Work to be completed: Print every line of the data below word for word, keeping the original order.

Records for the exercise:
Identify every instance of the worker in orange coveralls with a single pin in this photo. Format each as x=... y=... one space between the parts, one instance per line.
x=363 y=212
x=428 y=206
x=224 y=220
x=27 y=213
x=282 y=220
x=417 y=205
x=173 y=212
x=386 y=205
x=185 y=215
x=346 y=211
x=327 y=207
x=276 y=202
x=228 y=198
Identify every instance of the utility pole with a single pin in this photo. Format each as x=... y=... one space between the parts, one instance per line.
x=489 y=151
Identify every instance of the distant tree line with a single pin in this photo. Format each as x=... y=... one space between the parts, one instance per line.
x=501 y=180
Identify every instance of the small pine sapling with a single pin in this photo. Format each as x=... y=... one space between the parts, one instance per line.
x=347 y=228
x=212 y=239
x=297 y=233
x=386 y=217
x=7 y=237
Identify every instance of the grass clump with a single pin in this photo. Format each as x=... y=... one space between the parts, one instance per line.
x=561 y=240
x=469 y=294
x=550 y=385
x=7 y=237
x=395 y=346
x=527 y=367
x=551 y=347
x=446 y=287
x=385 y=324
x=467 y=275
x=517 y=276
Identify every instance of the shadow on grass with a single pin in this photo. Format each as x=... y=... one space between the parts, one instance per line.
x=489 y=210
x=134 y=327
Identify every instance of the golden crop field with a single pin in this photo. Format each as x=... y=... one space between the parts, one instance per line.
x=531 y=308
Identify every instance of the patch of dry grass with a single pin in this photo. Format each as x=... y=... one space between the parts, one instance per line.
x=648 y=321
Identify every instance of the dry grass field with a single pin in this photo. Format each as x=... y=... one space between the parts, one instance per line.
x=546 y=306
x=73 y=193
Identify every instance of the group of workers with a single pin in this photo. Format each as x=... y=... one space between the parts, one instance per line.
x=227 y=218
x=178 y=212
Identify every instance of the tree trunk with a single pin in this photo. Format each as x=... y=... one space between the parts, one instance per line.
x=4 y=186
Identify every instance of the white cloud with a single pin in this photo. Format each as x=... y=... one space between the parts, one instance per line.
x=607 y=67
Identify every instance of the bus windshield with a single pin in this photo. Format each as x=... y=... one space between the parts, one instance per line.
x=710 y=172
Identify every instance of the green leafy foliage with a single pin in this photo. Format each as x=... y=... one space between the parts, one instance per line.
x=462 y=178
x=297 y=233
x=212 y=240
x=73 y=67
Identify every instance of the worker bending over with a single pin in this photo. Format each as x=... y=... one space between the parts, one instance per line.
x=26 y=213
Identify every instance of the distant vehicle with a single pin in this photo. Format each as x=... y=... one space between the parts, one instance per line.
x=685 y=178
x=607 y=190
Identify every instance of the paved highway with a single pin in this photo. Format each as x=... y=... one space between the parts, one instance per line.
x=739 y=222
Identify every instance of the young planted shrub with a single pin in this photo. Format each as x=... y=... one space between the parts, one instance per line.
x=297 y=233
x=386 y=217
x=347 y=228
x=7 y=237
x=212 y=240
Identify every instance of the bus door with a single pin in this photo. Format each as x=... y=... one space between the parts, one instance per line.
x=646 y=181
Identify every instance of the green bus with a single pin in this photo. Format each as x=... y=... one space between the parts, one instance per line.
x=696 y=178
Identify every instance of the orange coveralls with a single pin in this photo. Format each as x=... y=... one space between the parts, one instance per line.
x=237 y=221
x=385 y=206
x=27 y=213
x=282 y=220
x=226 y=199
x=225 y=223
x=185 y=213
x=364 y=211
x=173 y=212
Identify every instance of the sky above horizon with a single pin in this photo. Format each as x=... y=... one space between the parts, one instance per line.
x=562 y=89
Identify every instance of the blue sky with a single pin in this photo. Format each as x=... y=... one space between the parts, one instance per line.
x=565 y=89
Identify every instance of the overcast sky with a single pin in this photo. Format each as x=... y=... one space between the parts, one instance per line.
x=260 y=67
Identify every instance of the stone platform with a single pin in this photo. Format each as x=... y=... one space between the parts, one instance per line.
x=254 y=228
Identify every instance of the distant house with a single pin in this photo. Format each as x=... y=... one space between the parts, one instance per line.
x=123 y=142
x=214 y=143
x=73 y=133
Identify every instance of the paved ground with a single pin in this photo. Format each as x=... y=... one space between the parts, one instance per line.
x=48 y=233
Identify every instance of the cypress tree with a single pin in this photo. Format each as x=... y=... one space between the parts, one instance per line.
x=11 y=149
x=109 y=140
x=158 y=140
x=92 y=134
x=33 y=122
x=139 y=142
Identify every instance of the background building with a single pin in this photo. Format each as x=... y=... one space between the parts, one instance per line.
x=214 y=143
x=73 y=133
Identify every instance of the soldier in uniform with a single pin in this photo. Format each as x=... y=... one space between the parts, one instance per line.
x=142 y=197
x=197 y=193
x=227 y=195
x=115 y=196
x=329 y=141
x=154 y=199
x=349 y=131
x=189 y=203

Final result:
Identify every instance of the worker in orange coveralls with a single pin in this photo. Format each as x=... y=... one space between the parts, one instance per line.
x=363 y=212
x=428 y=206
x=224 y=220
x=27 y=213
x=282 y=220
x=417 y=205
x=173 y=212
x=386 y=205
x=185 y=215
x=346 y=211
x=327 y=207
x=276 y=202
x=228 y=198
Identify every instance of the utility pole with a single pin in this photo. Format each as x=... y=... one space between the parts, one instance per line.
x=489 y=151
Identify every instance of the distant tree line with a single pin in this photo. Format each as x=... y=... one space between the parts, one instance per line.
x=501 y=180
Identify every instance of the small pine sapling with a single pin in this photo. Format each as x=... y=... one space between the parts, one instance per line.
x=347 y=228
x=212 y=239
x=297 y=233
x=386 y=217
x=7 y=237
Identify every instance of the grass clump with a single pin in this photo. Format each as x=... y=... one space between the parts, one instance per line.
x=561 y=240
x=469 y=294
x=550 y=385
x=7 y=237
x=395 y=346
x=527 y=367
x=551 y=347
x=446 y=287
x=385 y=324
x=467 y=275
x=517 y=276
Identify every instance of the shadow on grass with a single pin in this photo. Format each as x=... y=... one space between the parts, one instance per line.
x=489 y=210
x=134 y=327
Identify every instance of the golden crop field with a single pin in this photo. Format each as x=... y=... one space between the parts, one instance per line.
x=531 y=308
Identify every instance of the patch of dry grass with a single pin in this photo. Format each as x=... y=... one space between the parts, one instance per line.
x=648 y=321
Identify every instance of the dry grass field with a single pin in this photo. Format each as x=... y=... one space between the parts, one instance per line.
x=546 y=306
x=73 y=193
Identify every instance of the group of workers with a single pin in this photo. Format each as x=... y=... one space between the parts, one instance per line.
x=227 y=218
x=178 y=212
Identify every instance of the tree trunk with a single pin in this photo. Format each as x=... y=... one space between the parts, one instance per line.
x=4 y=186
Identify every instance of the white cloud with a single pin in this photo. Format each as x=... y=... one space between the parts, one instance per line.
x=607 y=67
Identify every instance of the bus windshield with a single pin in this photo. Format each as x=... y=... one space between the parts, one instance per line.
x=710 y=172
Identify every instance of the green leafy foliage with a single pin in this photo. Format each as x=... y=... one space between the parts, one instance per line.
x=462 y=178
x=297 y=233
x=212 y=240
x=73 y=67
Identify every instance of the worker bending over with a single pin in this photo. Format each as x=... y=... one space between the parts, one instance per line.
x=26 y=213
Identify every instance of the distant vehicle with a single pin in this photo. Format each as x=... y=... one space between the parts, one instance per line.
x=685 y=178
x=607 y=190
Identify every instance of the paved highway with a single pin in this photo. Format each as x=... y=... one space between the parts, one instance per line.
x=739 y=222
Identify every instance of the young planted shrub with a single pin in this photo. Format each as x=... y=... one space between the parts, one instance per line.
x=297 y=233
x=386 y=217
x=347 y=228
x=7 y=237
x=212 y=240
Identify every instance of the bus door with a single pin in this photo. Format each as x=... y=... one space between the parts, one instance per line.
x=646 y=181
Identify every instance of the green bus with a single pin in this photo. Format each as x=... y=... one space between the parts, one instance per line.
x=696 y=178
Identify every instance of the orange coveralls with a single pin in this photo. Format each as x=... y=... one space between the parts, one instance per line.
x=237 y=221
x=385 y=206
x=27 y=213
x=282 y=220
x=226 y=199
x=225 y=223
x=185 y=213
x=364 y=211
x=173 y=212
Identify every instance of the sky above horizon with a single pin in this photo. Format each as x=... y=... one space between the parts, one instance per line.
x=562 y=89
Identify every instance of the blue sky with a single pin in this photo. Format each as x=... y=... one space between the parts, one instance per line.
x=565 y=89
Identify every instance of the overcast sky with a single pin in this photo. Format each as x=... y=... one space between the parts, one instance per line.
x=260 y=67
Identify every instance of the stone platform with a single pin in this photo. Format each as x=... y=... one space between the parts, one instance per line.
x=254 y=228
Identify every instance of the distant house with a single pin in this photo. Format each as x=... y=... one space between the parts, one instance per line.
x=123 y=142
x=214 y=143
x=73 y=133
Identify every instance of the paved ground with a single pin in this photo. Format each as x=... y=... one space between the parts, one instance per line.
x=48 y=233
Identify every instance of the cypress tree with a single pin in this photo. Format each as x=... y=... one space between the parts, one instance per line.
x=11 y=149
x=109 y=140
x=158 y=140
x=92 y=134
x=33 y=122
x=139 y=142
Identify every instance of the background building with a single pin in this photo. Format each as x=... y=... one space between the parts, one instance per line.
x=214 y=143
x=73 y=133
Identify every instance of the soldier in uniform with a single pin in this photo. Format each as x=... y=... one space between the parts, one instance per line.
x=142 y=197
x=197 y=193
x=227 y=195
x=115 y=196
x=329 y=141
x=154 y=199
x=349 y=131
x=189 y=203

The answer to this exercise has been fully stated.